What is asked -
Answer these questions using the course description:
(a) What dates are listed directly under the course title?
(b) Which experimental film does the course description name?
(c) Which two pop cultural shows will be used in the course?

Text section -
HONR 199: The Theory of Pop Culture
HONR 199: The Theory of Pop Culture
SEPT 8-12













FILL IN THE X; OR, THE ABCs OF NARRATOLOGYIn these first four weeks, I will introduce students to the basic structures of narrative form, specifically the distinction between "story" and "discourse" and between the "proairetic and hermeneutic codes" of narrative. Students will also begin to analyze film, thus becoming familiar with those terms from film theory that we will build on over the course of the semester. Two pop cultural shows (Star Trek: The Next Generation and The X-Files) and one experimental film (La jetée) will serve to help us in our exploration of the narrative limitations of human consciousness.

[Dataset items]
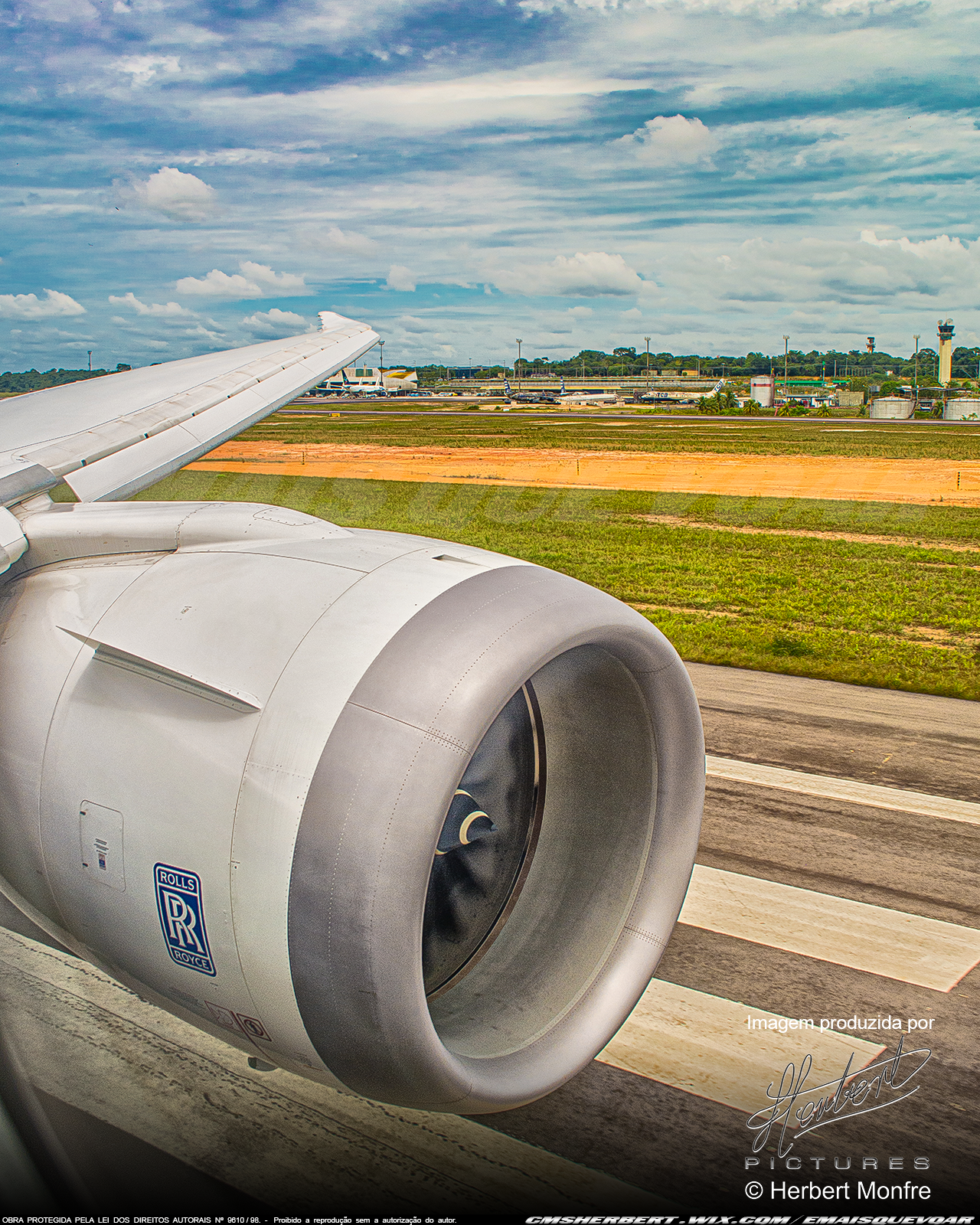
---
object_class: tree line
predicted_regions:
[0,361,132,392]
[416,345,980,384]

Reply -
(a) SEPT 8-12
(b) La jetée
(c) Star Trek: The Next Generation and The X-Files